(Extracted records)
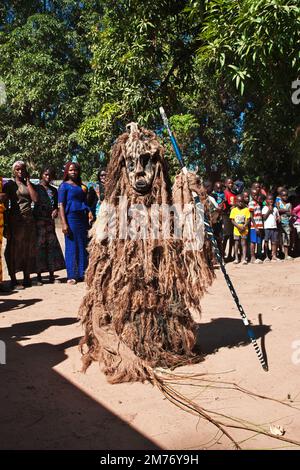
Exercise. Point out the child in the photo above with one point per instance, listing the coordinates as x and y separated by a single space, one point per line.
227 225
271 219
285 211
246 197
218 194
240 217
256 227
296 224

▸ OBJECTIVE
Write out the listing word for word, omitting the pictures it holds.

▸ SOLVED PROBLEM
Exercise. Point out the child in the photo above with one point per instance, listing the coordinates as x and y separated by a single space, one point per line.
227 225
271 219
285 211
246 197
218 194
240 217
256 227
296 224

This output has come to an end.